*DIRECTIONS FOR THIS TASK*
Please state how many lines in the rows below contain the string "blue", counting only case-exact matches, and reply with the number alone.

[DATA SECTION start]

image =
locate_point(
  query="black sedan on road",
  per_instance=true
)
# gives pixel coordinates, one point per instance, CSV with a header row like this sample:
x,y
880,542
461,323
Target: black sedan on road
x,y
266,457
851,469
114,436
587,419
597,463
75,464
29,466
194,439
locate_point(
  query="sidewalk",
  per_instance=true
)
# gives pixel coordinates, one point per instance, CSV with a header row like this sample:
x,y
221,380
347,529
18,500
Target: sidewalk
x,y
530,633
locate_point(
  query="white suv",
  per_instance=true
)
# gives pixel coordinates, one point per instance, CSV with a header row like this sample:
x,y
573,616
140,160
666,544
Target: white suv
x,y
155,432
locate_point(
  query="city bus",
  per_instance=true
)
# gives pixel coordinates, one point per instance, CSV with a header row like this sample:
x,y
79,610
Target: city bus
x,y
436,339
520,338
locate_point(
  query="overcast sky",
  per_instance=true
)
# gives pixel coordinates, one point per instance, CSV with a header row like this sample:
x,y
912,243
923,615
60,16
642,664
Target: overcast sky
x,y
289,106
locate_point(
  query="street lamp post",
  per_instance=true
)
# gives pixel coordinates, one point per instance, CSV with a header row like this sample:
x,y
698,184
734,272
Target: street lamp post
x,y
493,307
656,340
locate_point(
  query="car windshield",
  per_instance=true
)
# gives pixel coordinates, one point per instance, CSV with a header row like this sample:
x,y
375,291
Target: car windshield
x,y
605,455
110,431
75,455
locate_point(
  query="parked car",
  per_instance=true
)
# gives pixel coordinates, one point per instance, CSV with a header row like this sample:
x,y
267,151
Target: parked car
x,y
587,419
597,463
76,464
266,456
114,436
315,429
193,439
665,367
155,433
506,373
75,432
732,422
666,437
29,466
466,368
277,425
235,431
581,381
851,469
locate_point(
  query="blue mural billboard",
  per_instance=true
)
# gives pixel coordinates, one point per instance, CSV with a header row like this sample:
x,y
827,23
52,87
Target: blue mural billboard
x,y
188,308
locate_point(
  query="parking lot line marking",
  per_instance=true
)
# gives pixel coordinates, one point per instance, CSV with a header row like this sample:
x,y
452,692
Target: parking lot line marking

[DATA SECTION end]

*RESULT FOR THIS EXERCISE*
2